> TO DO
Output the listing below verbatim, from its first line to its last.
○ ○ ○ ○ ○
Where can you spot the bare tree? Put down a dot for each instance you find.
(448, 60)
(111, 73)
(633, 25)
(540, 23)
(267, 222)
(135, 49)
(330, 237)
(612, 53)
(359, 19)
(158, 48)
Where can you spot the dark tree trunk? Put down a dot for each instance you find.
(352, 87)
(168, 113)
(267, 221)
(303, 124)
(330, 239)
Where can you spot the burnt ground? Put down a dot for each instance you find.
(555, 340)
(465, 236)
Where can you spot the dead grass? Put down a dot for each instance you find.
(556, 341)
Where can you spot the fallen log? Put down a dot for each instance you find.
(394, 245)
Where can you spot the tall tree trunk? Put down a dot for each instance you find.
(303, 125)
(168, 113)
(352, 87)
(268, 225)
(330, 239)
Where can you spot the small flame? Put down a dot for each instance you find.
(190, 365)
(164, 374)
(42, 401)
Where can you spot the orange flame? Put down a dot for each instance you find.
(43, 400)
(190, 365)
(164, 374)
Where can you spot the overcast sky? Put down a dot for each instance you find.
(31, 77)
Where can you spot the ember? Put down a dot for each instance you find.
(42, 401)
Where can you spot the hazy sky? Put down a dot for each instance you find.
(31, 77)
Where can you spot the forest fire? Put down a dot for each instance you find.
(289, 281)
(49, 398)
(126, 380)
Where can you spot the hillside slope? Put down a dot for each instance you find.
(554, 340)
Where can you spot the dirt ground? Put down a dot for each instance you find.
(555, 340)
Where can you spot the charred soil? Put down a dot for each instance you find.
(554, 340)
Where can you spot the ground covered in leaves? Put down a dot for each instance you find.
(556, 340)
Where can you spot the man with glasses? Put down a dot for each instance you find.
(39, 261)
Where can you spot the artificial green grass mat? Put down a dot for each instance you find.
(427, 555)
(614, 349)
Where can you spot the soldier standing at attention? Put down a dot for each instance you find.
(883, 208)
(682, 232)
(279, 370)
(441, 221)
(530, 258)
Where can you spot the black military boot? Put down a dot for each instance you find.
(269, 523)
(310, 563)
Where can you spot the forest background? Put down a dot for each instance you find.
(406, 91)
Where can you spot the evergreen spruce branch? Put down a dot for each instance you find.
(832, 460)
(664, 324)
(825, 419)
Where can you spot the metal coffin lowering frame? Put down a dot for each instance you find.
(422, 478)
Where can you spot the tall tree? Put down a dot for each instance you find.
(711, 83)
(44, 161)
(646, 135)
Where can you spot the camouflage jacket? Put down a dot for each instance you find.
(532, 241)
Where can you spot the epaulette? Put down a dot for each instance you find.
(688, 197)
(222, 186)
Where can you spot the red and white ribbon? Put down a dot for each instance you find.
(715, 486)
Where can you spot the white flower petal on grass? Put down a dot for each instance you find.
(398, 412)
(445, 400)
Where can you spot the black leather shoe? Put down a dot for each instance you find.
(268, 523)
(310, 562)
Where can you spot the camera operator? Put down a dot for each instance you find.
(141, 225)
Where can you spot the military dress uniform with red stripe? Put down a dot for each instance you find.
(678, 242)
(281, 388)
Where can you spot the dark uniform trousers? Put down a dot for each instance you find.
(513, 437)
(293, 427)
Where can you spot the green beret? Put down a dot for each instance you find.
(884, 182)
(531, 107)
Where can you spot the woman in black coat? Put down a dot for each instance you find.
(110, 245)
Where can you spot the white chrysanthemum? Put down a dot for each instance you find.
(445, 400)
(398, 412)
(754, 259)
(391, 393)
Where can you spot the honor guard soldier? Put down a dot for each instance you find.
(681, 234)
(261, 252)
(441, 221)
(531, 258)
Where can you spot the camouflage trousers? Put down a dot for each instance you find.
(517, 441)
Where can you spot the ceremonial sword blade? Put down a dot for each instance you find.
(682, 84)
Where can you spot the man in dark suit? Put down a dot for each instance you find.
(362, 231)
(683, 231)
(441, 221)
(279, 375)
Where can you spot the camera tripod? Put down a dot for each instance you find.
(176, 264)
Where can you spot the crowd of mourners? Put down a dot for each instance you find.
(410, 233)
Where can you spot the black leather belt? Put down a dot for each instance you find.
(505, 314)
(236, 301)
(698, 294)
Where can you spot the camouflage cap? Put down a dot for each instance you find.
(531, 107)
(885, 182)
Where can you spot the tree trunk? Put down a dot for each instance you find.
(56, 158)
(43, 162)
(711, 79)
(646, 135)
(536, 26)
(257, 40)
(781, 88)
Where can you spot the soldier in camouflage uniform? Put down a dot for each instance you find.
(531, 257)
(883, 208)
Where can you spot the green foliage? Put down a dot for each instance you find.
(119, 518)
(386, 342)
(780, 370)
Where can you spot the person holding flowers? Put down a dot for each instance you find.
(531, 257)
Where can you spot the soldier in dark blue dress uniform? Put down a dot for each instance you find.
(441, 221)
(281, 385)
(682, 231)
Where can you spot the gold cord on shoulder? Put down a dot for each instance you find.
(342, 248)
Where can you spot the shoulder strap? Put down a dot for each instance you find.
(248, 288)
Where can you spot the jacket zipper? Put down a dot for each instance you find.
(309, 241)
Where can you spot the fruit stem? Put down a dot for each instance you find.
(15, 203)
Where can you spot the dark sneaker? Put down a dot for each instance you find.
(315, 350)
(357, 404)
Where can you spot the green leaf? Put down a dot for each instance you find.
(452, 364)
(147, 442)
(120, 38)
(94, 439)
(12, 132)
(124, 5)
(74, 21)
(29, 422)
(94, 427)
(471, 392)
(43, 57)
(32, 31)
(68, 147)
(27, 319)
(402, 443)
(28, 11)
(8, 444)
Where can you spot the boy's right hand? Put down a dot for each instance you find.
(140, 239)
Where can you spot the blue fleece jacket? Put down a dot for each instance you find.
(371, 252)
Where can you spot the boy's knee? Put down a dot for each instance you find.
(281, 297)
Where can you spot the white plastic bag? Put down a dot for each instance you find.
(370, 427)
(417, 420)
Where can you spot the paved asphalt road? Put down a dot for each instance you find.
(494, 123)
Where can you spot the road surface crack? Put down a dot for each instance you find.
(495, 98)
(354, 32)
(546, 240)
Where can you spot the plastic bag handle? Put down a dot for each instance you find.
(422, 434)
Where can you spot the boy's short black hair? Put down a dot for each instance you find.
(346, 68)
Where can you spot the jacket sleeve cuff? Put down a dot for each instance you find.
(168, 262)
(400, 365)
○ ○ ○ ○ ○
> PROBLEM SOLUTION
Where can you spot the bare tree? Put down a dot for each instance you find.
(448, 60)
(111, 73)
(633, 25)
(540, 23)
(267, 222)
(135, 49)
(330, 237)
(612, 53)
(359, 19)
(158, 48)
Where can you spot the dark tree trunk? Put down a dot for each instance you find.
(352, 87)
(168, 113)
(267, 221)
(303, 124)
(330, 239)
Where can you spot the burnt ground? Put down a dot for each instance you find.
(555, 340)
(465, 236)
Where can you spot the dead grass? Put down a dot for each instance you find.
(556, 341)
Where can you spot the fallen log? Put down a dot for each instance you find.
(394, 245)
Where can you spot the tall tree trunk? Put down a dot for each instance you find.
(303, 125)
(168, 113)
(352, 87)
(268, 225)
(330, 239)
Where can you spot the small flame? Put down a dot for each instance you find.
(190, 365)
(164, 374)
(42, 401)
Where can you spot the orange flame? Put down a dot for each instance you find.
(43, 400)
(190, 365)
(164, 374)
Where can you spot the overcast sky? Put down a dot for each instance you find.
(31, 77)
Where can you spot the ember? Put down a dot for each instance you find.
(42, 401)
Where can you spot the hazy sky? Put down a dot for each instance you find.
(31, 77)
Where can you spot the forest fire? Put down a dot for each instance you find.
(289, 281)
(49, 398)
(126, 380)
Where can you spot the hillside slope? Put down a dot for each instance you find.
(554, 340)
Where can you spot the dirt ground? Put down a dot for each instance you find.
(555, 340)
Where can you spot the charred soil? Put down a dot for each instance you find.
(554, 340)
Where can you spot the ground covered in leaves? Put down a dot for each instance you find.
(556, 340)
Where can you spot the man with glasses? Put down a dot for each instance you find.
(39, 261)
Where can you spot the artificial green grass mat? Put down a dot for each instance you find.
(427, 555)
(614, 349)
Where can you spot the soldier standing at attention? Put down a dot for each instance you find.
(883, 208)
(682, 232)
(279, 370)
(441, 221)
(530, 258)
Where can you spot the black military boot? Put down a dot for each instance you find.
(269, 523)
(310, 563)
Where can you spot the forest background? Put down a dot for each instance you find.
(406, 91)
Where can you spot the evergreen spruce branch? Put down a dot for each instance you find.
(832, 460)
(664, 324)
(825, 419)
Where can you spot the metal coffin lowering frame? Put down a dot for each instance you find.
(422, 478)
Where can you spot the tall tree? Put down a dot for each instance you find.
(711, 83)
(44, 161)
(646, 135)
Where can you spot the camouflage jacket? Put down a dot for each instance you find.
(532, 241)
Where can you spot the epaulette? Put down a dot for each instance you find.
(688, 197)
(222, 186)
Where can you spot the red and white ribbon? Put down a dot for each instance you find.
(715, 486)
Where can you spot the white flower petal on grass? Put down a dot for each instance you find.
(398, 412)
(445, 400)
Where can you spot the black leather shoe? Put down a dot for each instance you find.
(268, 523)
(310, 562)
Where can you spot the camera operator? Put down a dot for each instance you find.
(141, 225)
Where can you spot the military dress uniform with red stripe? Put down a dot for each instance you find.
(678, 242)
(281, 388)
Where can you spot the dark uniform trousers? Put down a dot for each instance you find.
(513, 437)
(293, 427)
Where can you spot the green beret? Put down a dot for each instance you find.
(884, 182)
(531, 107)
Where can you spot the woman in black coat? Put down a dot for each instance you find.
(110, 245)
Where can you spot the white chrysanthemum? Put down a dot for each instance you find.
(445, 400)
(398, 412)
(754, 259)
(391, 393)
Where can you spot the honor guard soldier? Put down a dot for each instance you find.
(681, 234)
(261, 252)
(441, 221)
(531, 258)
Where can you spot the camouflage trousers? Put down a dot for each instance you find.
(517, 441)
Where can you spot the ceremonial sword blade? Put down a dot for each instance you find.
(682, 84)
Where can you spot the man in dark suit? Put down a dot for each instance you find.
(362, 231)
(683, 231)
(441, 221)
(279, 375)
Where can you spot the camera tripod? Put down a dot for each instance you find.
(176, 264)
Where can you spot the crowd of mourners? Put down a dot for each instance you find.
(410, 233)
Where can you spot the black leather belt? Put down a dot for each instance you find.
(505, 314)
(236, 301)
(698, 294)
Where can you spot the camouflage cap? Put down a dot for each instance you find.
(531, 107)
(885, 182)
Where can you spot the tree trunk? Put down a dot for each instance you find.
(56, 158)
(43, 162)
(711, 79)
(646, 135)
(536, 26)
(257, 40)
(781, 88)
Where can you spot the soldier in camouflage uniform? Put down a dot for each instance you find.
(531, 257)
(883, 208)
Where can you spot the green foliage? Put down a dot for each instance you find.
(119, 518)
(386, 342)
(780, 370)
Where can you spot the person holding flowers? Put down a dot for each instance you find.
(531, 257)
Where can you spot the soldier in dark blue dress uniform? Put down a dot for each instance you find.
(441, 221)
(281, 385)
(682, 231)
Where can you spot the gold cord on shoulder? Put down a dot for each instance you find.
(342, 248)
Where can you spot the shoulder strap? Put down a dot for each instance you find.
(248, 288)
Where can you spot the jacket zipper? Put down a dot for each instance you find.
(309, 241)
Where can you spot the fruit stem? Put down a dot for each instance you find.
(15, 203)
Where can you spot the dark sneaker? Put down a dot for each instance you find.
(315, 350)
(357, 404)
Where can you spot the green leaf? Put down a dot for each instance you find.
(452, 364)
(147, 442)
(120, 38)
(94, 439)
(12, 132)
(124, 5)
(74, 21)
(29, 422)
(94, 427)
(471, 392)
(43, 57)
(32, 31)
(68, 147)
(27, 319)
(402, 443)
(28, 11)
(8, 444)
Where can you spot the boy's right hand? Put down a dot for each instance you find.
(140, 239)
Where can you spot the blue fleece jacket? Put down a dot for each instance you find.
(371, 252)
Where can you spot the boy's knee? Put down a dot for each instance you find.
(281, 297)
Where can you spot the white plastic bag? Put down a dot for each instance you find.
(370, 427)
(417, 420)
Where can you spot the paved asphalt road? Put down a dot for each instance you find.
(494, 123)
Where can you spot the road surface crack? Put down a dot for each instance you find.
(495, 98)
(354, 32)
(546, 240)
Where can you spot the plastic bag handle? Put down a dot for each instance you find.
(422, 434)
Where can you spot the boy's short black hair? Put down a dot for each instance you find.
(346, 68)
Where can you spot the jacket sleeve cuff? Put down a dot for each instance you find.
(168, 262)
(400, 365)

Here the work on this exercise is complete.